They may look like the "Odd Couple" of ophthalmology, but a Nepalese doctor and his American counterpart's promotion of a dirt-cheap, ultra-fast, assembly-line form of surgery is restoring sight to hundreds of thousands of blind people in developing countries.
"It's really the greatest miracle in medicine," said Dr. Geoffrey Tabin, who with Dr. Sanduk Ruit co-founded the Himalayan Cataract Project to tackle blindness caused by treatable cataracts, a condition that afflicts 20 million people worldwide.
And it's "the most cost-effective intervention in medicine," said Tabin, an Ivy League-Oxford-educated physician and world-class mountain climber. His partner grew up in a small Nepalese village without running water and electricity.
In addition to being a dramatically economical and successful surgery, it's also extremely emotional.
After restoring sight to patients who may have "been blind for 30 or 40 years," Tabin said, he has watched them break into song, dance, tears and hugs once their bandages come off and they realize they can see again.
"And there's an amazing smile. It's something I'll never get tired of," said Tabin, a professor of ophthalmology at the John A. Moran Eye Center of the University of Utah.
He first met Ruit in Nepal more than 20 years ago after becoming aware of and training in the revolutionary cataract surgery that Katmandu-based Ruit was doing. Their work is the subject of a new book, "Second Suns: Two Doctors and Their Amazing Quest to Restore Sight and Save Lives."

• • • • • • •

» TASKS TO COMPLETE
A – According to the article on cataract surgery, how many people worldwide does the condition addressed by the Himalayan Cataract Project afflict?
B – Quote the stretch of the article on cataract surgery from "In addition to" through "can see again.".

• • • • • • •

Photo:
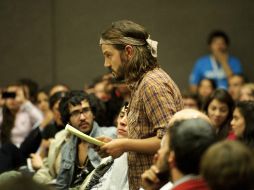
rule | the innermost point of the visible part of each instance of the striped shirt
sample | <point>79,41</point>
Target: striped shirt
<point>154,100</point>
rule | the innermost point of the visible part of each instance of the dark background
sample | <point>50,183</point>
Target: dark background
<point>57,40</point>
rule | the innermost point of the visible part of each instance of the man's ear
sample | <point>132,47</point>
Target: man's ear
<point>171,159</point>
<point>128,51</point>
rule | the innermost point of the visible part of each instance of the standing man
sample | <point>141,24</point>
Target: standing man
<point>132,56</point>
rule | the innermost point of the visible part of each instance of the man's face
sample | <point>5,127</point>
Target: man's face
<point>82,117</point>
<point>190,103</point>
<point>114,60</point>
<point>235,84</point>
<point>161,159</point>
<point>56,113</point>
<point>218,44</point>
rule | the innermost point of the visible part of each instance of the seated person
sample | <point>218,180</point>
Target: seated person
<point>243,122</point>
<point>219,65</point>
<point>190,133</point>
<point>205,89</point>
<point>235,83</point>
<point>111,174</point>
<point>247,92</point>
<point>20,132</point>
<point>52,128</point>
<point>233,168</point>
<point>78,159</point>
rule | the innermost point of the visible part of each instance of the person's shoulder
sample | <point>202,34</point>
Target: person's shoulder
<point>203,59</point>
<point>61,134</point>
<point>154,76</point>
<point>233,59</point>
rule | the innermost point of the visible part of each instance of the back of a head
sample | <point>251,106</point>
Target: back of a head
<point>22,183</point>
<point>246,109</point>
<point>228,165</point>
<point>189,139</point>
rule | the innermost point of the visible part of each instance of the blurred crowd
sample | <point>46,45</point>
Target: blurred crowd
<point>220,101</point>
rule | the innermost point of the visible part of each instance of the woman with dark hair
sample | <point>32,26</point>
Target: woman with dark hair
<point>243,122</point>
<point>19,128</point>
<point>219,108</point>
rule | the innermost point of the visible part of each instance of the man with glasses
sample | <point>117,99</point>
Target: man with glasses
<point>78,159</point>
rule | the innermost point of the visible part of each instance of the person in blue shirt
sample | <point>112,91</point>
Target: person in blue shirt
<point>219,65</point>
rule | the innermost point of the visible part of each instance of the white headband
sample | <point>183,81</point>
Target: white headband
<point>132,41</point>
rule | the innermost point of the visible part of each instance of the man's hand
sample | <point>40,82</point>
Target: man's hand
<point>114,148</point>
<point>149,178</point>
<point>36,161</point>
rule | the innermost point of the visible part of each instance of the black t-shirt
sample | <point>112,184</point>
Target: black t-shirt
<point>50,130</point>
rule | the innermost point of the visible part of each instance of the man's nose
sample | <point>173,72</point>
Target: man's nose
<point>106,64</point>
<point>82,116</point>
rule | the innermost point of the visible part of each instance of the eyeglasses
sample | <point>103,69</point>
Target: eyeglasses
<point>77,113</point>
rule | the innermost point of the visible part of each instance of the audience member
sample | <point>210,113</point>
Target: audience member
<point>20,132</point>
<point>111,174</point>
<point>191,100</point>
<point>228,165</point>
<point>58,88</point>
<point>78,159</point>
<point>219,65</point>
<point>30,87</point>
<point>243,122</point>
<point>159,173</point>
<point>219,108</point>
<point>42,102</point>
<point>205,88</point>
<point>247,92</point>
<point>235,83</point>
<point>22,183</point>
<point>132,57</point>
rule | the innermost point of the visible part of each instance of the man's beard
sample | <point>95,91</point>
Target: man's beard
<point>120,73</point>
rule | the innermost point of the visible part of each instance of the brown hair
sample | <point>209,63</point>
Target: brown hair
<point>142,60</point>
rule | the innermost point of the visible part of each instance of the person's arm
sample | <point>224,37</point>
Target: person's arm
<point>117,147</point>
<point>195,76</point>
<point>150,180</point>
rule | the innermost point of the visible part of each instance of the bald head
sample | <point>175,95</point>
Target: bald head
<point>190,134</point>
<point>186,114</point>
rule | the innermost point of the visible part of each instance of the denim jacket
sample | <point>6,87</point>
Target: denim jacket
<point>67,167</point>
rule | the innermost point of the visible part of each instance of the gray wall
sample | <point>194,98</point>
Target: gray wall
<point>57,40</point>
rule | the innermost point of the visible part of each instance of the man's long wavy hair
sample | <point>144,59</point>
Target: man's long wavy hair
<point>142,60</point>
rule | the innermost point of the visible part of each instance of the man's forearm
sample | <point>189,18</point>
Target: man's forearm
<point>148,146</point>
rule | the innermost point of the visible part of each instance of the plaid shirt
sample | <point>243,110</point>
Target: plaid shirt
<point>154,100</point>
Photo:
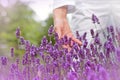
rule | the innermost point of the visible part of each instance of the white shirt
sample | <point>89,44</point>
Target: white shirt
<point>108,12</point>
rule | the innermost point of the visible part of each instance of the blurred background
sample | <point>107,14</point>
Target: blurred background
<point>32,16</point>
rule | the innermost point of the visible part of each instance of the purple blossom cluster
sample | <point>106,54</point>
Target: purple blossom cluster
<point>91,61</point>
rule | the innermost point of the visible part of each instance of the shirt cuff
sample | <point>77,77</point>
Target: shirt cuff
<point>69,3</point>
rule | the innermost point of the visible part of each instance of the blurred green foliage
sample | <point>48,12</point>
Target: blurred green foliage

• • • • • • •

» ANSWER LIST
A – 20 million people

B –
In addition to being a dramatically economical and successful surgery, it's also extremely emotional.
After restoring sight to patients who may have "been blind for 30 or 40 years," Tabin said, he has watched them break into song, dance, tears and hugs once their bandages come off and they realize they can see again.